> **Work to be completed**
Retype all of the lines below word for word, with no changes.

> **Available records**

◆ ◆ ◆ ◆ ◆ ◆ ◆

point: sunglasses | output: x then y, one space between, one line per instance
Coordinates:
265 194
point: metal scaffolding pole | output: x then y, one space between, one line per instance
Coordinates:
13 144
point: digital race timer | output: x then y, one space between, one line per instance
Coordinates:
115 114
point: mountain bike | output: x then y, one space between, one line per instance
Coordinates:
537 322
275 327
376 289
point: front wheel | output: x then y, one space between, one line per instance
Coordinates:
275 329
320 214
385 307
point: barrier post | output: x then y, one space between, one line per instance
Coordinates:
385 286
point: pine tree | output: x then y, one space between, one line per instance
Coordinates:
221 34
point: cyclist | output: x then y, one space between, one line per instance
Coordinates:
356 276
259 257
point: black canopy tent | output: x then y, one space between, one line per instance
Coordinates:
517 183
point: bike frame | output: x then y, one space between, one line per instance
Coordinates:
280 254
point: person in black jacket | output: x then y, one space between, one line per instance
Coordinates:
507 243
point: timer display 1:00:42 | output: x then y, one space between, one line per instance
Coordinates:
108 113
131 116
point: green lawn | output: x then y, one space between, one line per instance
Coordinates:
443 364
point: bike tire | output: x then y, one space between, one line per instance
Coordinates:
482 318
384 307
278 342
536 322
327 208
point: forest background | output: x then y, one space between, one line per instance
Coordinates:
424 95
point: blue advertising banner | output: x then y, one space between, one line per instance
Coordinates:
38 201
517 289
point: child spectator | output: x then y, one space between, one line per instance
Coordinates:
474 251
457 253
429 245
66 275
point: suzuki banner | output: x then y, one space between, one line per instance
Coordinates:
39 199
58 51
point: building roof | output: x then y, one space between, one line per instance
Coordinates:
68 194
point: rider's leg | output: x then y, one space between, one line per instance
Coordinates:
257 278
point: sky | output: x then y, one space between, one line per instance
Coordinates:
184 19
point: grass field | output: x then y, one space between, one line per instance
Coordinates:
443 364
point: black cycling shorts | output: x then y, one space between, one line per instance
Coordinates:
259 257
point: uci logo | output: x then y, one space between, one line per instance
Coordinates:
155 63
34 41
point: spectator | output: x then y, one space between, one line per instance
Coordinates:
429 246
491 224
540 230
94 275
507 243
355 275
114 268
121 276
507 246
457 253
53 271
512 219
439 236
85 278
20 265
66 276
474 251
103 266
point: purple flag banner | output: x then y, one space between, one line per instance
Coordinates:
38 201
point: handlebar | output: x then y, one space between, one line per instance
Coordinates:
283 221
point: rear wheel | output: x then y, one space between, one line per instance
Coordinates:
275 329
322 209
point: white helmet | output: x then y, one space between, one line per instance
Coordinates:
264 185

◆ ◆ ◆ ◆ ◆ ◆ ◆

> **Solution to this exercise**
point: sunglasses | output: x then y, one space between, one line per instance
Coordinates:
265 194
point: metal scaffolding pole | output: x then y, one space between, one line per instance
Coordinates:
13 144
point: digital race timer | output: x then y, one space between, one line per instance
Coordinates:
115 114
point: mountain bike | output: x then y, one space between, one line per instance
Coordinates:
537 322
275 327
376 289
point: front wheel | output: x then y, one space between, one line per instance
Coordinates:
275 329
320 214
385 307
point: barrier post | output: x then y, one space between, one line per instance
Coordinates:
385 286
point: pine tree | output: x then y, one space between, one line per instance
Coordinates:
221 34
point: cyclist | output: x then y, one space between, one line per instance
Coordinates:
356 276
259 257
point: black canopy tent | output: x then y, one space between, one line per instance
Coordinates:
517 183
point: bike frame | output: x then y, one space between, one line per instance
Coordinates:
280 254
point: person in black jacket | output: x then y, one space between, one line per instance
Coordinates:
507 243
point: timer display 1:00:42 | output: x then y, one space between, one line per instance
Coordinates:
108 113
131 116
point: green lawn | output: x then y, one space between, one line per instance
Coordinates:
443 364
point: bike tire | output: x then y, one space between, one line per instance
Coordinates:
482 318
384 307
278 342
536 322
327 208
point: forest background | output: x then y, one space between, one line per instance
Coordinates:
424 95
point: blue advertising banner | output: x then y, one space between, one line per instance
Coordinates:
38 201
517 289
point: child spectator | output: x then y, one space between, one line per instance
Coordinates:
474 251
457 253
429 245
66 275
point: suzuki banner | output: x then y, one space between, one line per instance
Coordinates:
39 199
58 51
point: building roof | output: x then y, one space between, one line per instance
Coordinates:
68 194
point: rider's leg | output: x then y, one space between, one line per instance
Coordinates:
257 278
point: sky | output: x then y, one space between, one line per instance
Coordinates:
184 19
point: grass field | output: x then y, one space between, one line per instance
Coordinates:
443 364
point: black cycling shorts | output: x then y, one space between, one line per instance
Coordinates:
259 257
point: uci logo | output: x then y, one space between, one line per instance
Coordinates:
155 63
34 41
point: spectator | output: x then y, one space between, one line per instance
Coordinates:
429 246
491 224
540 230
94 275
507 243
355 275
114 268
121 276
507 246
457 253
53 271
512 219
439 236
85 278
20 265
66 276
474 251
103 266
point: purple flag banner | output: x then y, one space between, one line per instance
Coordinates:
38 201
point: handlebar | output: x then y, one space between, one line per instance
Coordinates:
283 221
point: rear wheel | output: x then y, one space between, one line per instance
Coordinates:
275 329
322 209
point: white helmet | output: x then y, one space between, one line per instance
Coordinates:
264 185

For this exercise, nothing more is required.